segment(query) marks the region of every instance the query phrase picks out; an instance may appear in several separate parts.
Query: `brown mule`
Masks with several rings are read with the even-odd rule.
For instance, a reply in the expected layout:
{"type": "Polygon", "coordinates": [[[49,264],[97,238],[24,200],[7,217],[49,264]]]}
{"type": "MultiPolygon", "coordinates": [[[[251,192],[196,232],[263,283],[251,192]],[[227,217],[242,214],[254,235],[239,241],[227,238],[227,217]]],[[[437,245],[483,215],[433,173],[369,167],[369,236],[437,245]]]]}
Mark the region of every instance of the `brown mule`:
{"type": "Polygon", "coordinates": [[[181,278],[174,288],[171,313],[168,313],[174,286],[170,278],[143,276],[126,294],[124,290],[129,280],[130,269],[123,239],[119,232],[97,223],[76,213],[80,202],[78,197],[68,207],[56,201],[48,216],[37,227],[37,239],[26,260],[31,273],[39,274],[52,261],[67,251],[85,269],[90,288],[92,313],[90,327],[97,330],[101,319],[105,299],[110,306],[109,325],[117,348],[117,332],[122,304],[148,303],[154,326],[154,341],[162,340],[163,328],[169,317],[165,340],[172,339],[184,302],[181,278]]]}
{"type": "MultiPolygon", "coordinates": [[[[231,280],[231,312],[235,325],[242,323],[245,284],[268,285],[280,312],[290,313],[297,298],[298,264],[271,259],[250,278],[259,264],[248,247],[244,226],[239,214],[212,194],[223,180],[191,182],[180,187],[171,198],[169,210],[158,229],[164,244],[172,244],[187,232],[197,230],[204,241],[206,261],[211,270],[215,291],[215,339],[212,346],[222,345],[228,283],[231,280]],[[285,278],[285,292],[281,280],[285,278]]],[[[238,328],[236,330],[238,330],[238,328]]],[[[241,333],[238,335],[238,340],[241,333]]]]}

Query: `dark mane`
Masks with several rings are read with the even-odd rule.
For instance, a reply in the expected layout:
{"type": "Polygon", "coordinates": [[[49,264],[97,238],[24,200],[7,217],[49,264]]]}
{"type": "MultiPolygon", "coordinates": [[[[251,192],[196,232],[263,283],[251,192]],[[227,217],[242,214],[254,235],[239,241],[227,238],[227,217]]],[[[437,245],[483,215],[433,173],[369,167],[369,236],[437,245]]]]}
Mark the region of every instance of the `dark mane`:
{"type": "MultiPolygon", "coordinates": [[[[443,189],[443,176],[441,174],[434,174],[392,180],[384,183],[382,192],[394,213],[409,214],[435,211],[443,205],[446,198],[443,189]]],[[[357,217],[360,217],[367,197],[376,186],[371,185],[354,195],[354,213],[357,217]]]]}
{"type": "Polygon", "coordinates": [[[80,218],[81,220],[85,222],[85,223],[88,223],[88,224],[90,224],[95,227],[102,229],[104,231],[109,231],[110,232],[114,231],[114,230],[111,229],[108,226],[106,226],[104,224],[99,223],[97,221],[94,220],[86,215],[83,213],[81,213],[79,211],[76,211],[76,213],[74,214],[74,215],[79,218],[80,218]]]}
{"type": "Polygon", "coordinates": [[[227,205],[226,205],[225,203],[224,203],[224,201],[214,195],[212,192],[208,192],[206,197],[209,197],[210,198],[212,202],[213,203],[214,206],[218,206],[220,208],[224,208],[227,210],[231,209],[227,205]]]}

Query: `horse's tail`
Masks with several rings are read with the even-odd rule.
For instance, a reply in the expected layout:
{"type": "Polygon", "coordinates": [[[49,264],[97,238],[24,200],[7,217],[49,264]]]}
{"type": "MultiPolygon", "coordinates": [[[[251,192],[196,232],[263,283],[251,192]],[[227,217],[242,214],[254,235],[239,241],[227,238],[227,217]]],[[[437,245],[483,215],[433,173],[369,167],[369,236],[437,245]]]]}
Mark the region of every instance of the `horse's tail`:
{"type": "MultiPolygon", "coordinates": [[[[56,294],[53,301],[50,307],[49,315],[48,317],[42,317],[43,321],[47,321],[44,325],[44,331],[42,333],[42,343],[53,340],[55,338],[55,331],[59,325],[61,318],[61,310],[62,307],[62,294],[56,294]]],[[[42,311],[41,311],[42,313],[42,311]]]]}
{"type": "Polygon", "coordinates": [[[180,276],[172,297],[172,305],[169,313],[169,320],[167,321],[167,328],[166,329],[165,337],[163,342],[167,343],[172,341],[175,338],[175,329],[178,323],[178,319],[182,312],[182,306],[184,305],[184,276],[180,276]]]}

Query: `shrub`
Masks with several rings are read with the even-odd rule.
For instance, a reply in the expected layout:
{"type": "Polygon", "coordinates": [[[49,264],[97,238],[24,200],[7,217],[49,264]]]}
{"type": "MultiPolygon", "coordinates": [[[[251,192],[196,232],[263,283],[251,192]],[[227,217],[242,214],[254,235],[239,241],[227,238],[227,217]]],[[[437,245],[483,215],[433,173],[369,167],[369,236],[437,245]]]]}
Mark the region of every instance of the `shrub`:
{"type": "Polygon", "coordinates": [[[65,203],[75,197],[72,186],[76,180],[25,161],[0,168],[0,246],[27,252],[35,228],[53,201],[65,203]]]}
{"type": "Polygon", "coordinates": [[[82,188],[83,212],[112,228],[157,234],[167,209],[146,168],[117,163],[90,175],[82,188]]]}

▶ _WORK INSTRUCTIONS_: Count the lines in the entries above that contain the string "tail", matching case exactly, and reply with only the number.

▶ _OUTPUT FOR THIS TASK_: 2